## Begin

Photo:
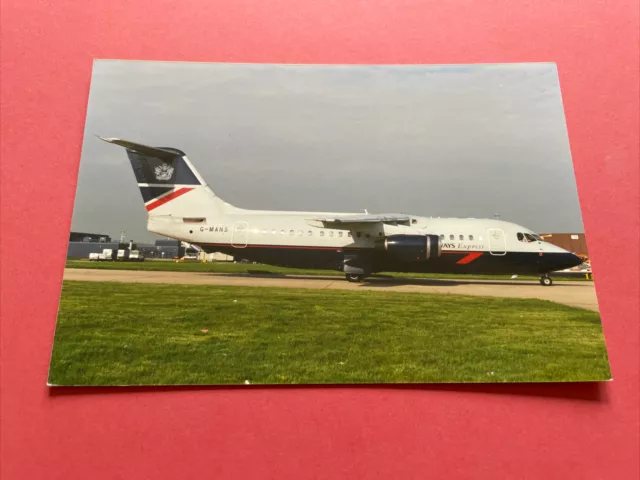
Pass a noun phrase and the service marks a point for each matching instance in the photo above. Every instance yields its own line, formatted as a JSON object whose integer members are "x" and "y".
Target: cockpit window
{"x": 528, "y": 237}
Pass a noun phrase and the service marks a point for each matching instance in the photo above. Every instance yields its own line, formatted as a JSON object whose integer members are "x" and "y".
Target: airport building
{"x": 572, "y": 242}
{"x": 81, "y": 244}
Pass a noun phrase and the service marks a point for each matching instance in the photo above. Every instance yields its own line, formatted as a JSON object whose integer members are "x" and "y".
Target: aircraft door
{"x": 497, "y": 243}
{"x": 239, "y": 234}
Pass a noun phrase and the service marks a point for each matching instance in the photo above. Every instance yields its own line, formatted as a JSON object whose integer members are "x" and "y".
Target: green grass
{"x": 230, "y": 267}
{"x": 132, "y": 334}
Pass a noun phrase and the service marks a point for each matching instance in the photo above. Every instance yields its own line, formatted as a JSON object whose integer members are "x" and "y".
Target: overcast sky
{"x": 463, "y": 141}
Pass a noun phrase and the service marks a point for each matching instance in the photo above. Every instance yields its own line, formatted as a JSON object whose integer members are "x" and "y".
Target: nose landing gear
{"x": 546, "y": 281}
{"x": 355, "y": 278}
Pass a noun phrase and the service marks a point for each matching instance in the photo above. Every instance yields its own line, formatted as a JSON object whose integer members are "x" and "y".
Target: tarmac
{"x": 576, "y": 294}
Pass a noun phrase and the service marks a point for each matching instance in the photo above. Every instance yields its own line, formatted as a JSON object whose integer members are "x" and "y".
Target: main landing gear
{"x": 546, "y": 281}
{"x": 355, "y": 278}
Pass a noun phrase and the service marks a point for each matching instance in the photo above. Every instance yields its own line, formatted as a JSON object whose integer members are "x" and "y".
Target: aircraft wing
{"x": 357, "y": 219}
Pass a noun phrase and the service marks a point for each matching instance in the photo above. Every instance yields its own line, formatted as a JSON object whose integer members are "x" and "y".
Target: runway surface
{"x": 576, "y": 294}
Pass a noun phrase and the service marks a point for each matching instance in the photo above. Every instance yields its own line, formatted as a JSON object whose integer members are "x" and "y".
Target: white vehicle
{"x": 181, "y": 205}
{"x": 107, "y": 254}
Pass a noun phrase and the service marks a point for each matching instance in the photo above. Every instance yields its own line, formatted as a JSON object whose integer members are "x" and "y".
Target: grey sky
{"x": 465, "y": 141}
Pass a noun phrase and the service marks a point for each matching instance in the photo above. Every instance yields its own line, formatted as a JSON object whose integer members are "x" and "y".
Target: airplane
{"x": 181, "y": 205}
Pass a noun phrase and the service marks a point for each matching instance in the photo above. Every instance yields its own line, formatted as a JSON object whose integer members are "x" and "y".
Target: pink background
{"x": 491, "y": 431}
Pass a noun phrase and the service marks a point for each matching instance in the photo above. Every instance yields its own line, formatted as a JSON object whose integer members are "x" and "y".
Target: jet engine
{"x": 411, "y": 248}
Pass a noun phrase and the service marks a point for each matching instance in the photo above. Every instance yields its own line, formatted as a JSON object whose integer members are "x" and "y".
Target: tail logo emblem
{"x": 163, "y": 172}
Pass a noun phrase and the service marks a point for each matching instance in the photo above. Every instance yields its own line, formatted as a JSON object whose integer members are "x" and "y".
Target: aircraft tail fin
{"x": 169, "y": 183}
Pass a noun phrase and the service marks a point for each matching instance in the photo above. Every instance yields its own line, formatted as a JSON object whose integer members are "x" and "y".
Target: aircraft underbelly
{"x": 333, "y": 259}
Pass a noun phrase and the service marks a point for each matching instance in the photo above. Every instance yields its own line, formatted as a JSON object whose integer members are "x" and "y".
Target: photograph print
{"x": 239, "y": 224}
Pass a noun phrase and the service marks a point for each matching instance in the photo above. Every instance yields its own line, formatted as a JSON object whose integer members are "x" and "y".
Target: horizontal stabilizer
{"x": 157, "y": 152}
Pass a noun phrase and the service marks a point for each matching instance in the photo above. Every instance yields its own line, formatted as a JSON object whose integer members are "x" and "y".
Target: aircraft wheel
{"x": 546, "y": 281}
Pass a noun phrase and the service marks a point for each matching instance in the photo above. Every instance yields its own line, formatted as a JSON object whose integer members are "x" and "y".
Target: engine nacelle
{"x": 412, "y": 248}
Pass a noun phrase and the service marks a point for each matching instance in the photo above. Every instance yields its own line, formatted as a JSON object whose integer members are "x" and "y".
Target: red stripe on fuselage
{"x": 469, "y": 258}
{"x": 168, "y": 198}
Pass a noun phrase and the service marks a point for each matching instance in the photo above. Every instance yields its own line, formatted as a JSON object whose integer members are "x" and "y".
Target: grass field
{"x": 132, "y": 334}
{"x": 229, "y": 267}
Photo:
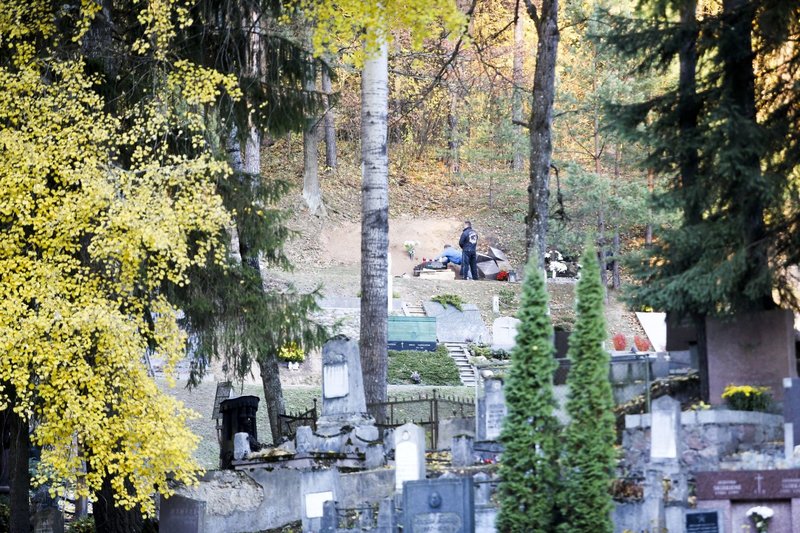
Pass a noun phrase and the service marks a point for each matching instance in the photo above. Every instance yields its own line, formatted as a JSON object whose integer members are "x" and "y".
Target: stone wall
{"x": 707, "y": 438}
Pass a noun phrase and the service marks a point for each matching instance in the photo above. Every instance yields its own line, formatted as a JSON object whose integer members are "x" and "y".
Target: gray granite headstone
{"x": 316, "y": 488}
{"x": 439, "y": 505}
{"x": 409, "y": 454}
{"x": 665, "y": 416}
{"x": 343, "y": 400}
{"x": 48, "y": 521}
{"x": 791, "y": 415}
{"x": 702, "y": 521}
{"x": 494, "y": 404}
{"x": 504, "y": 333}
{"x": 178, "y": 514}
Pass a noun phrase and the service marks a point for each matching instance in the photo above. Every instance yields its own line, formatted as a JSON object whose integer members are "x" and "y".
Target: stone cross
{"x": 409, "y": 454}
{"x": 665, "y": 429}
{"x": 343, "y": 400}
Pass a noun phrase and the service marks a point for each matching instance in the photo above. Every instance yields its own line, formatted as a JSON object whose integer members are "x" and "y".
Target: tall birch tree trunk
{"x": 312, "y": 193}
{"x": 330, "y": 121}
{"x": 518, "y": 80}
{"x": 374, "y": 224}
{"x": 541, "y": 128}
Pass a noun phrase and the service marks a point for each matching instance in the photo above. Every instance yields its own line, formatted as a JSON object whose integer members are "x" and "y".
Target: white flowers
{"x": 760, "y": 515}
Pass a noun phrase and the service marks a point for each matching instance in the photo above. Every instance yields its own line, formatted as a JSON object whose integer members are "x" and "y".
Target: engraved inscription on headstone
{"x": 495, "y": 407}
{"x": 702, "y": 522}
{"x": 181, "y": 515}
{"x": 748, "y": 485}
{"x": 334, "y": 381}
{"x": 443, "y": 505}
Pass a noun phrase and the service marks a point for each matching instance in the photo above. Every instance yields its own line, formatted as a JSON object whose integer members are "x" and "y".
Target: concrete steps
{"x": 460, "y": 354}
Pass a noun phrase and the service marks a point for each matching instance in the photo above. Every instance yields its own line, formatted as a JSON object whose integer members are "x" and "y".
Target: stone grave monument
{"x": 791, "y": 415}
{"x": 343, "y": 400}
{"x": 734, "y": 492}
{"x": 492, "y": 410}
{"x": 409, "y": 454}
{"x": 504, "y": 333}
{"x": 435, "y": 505}
{"x": 178, "y": 514}
{"x": 316, "y": 488}
{"x": 751, "y": 349}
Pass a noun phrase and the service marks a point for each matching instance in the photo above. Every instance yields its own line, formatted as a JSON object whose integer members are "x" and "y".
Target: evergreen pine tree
{"x": 588, "y": 459}
{"x": 529, "y": 469}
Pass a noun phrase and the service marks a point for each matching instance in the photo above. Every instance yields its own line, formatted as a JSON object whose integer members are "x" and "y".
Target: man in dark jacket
{"x": 469, "y": 243}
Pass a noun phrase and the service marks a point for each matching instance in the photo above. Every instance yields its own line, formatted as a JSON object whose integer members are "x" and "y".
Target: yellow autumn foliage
{"x": 87, "y": 241}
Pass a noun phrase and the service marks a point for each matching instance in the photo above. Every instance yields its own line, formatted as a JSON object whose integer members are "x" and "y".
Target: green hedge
{"x": 434, "y": 368}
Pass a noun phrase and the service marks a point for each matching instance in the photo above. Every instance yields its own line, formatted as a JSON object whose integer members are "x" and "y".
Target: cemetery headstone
{"x": 178, "y": 514}
{"x": 495, "y": 409}
{"x": 443, "y": 505}
{"x": 702, "y": 521}
{"x": 409, "y": 454}
{"x": 791, "y": 415}
{"x": 343, "y": 400}
{"x": 48, "y": 521}
{"x": 316, "y": 488}
{"x": 665, "y": 428}
{"x": 463, "y": 451}
{"x": 504, "y": 333}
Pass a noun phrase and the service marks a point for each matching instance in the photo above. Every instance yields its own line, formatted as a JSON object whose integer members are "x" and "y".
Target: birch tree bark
{"x": 518, "y": 80}
{"x": 312, "y": 193}
{"x": 541, "y": 128}
{"x": 330, "y": 121}
{"x": 374, "y": 223}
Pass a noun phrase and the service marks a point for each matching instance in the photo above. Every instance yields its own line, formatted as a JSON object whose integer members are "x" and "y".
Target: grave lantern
{"x": 238, "y": 416}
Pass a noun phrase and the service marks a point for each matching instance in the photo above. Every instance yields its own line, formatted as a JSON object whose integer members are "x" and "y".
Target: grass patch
{"x": 453, "y": 299}
{"x": 434, "y": 368}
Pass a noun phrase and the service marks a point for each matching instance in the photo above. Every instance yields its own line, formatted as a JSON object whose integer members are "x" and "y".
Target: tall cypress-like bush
{"x": 529, "y": 469}
{"x": 588, "y": 459}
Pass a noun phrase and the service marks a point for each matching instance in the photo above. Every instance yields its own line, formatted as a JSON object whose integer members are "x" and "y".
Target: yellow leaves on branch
{"x": 346, "y": 21}
{"x": 87, "y": 242}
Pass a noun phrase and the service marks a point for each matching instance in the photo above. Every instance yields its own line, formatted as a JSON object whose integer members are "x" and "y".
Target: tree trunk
{"x": 541, "y": 131}
{"x": 616, "y": 282}
{"x": 19, "y": 479}
{"x": 454, "y": 141}
{"x": 374, "y": 224}
{"x": 330, "y": 121}
{"x": 312, "y": 194}
{"x": 687, "y": 123}
{"x": 518, "y": 80}
{"x": 111, "y": 518}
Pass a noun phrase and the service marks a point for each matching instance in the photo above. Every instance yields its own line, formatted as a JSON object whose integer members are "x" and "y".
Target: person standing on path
{"x": 469, "y": 256}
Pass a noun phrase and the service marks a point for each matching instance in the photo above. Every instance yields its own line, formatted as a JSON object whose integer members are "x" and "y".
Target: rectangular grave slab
{"x": 178, "y": 514}
{"x": 748, "y": 485}
{"x": 412, "y": 333}
{"x": 704, "y": 521}
{"x": 751, "y": 349}
{"x": 444, "y": 505}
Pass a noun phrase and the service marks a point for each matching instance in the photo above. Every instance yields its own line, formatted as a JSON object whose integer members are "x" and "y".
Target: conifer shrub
{"x": 588, "y": 457}
{"x": 529, "y": 472}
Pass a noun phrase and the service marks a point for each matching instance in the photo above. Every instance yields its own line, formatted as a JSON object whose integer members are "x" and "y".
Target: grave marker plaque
{"x": 705, "y": 521}
{"x": 495, "y": 405}
{"x": 181, "y": 515}
{"x": 444, "y": 505}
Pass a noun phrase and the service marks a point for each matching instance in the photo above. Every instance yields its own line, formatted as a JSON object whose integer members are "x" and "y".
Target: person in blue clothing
{"x": 469, "y": 255}
{"x": 449, "y": 255}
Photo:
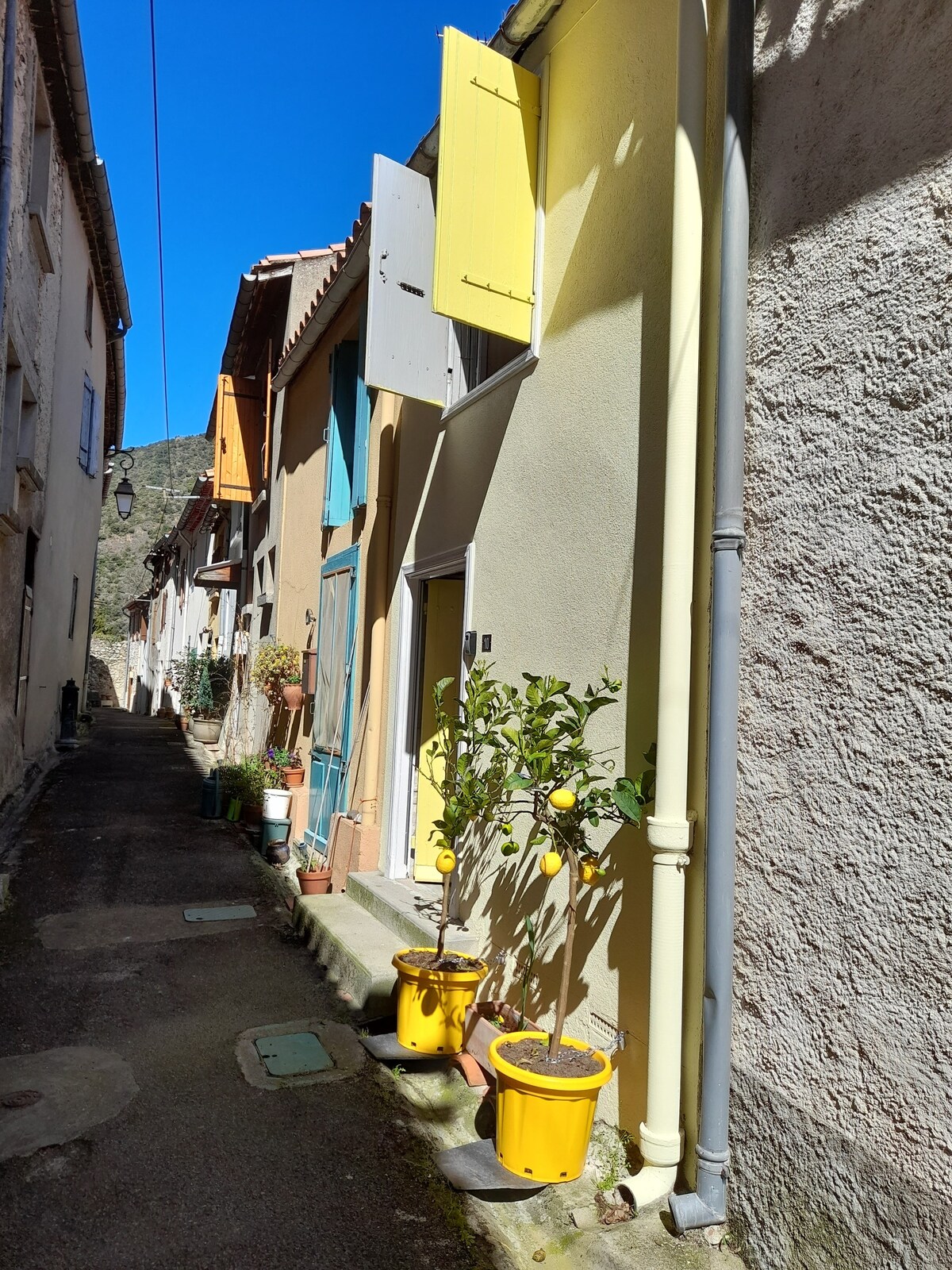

## End

▸ **EXERCISE INSTRUCTIONS**
Report every line of the data above that contains the word "tree", matching case exactly.

▸ **FINAL RESULT**
Target: tall birch tree trunk
Target: evergreen pine tree
Target: birch tree bark
Target: tree trunk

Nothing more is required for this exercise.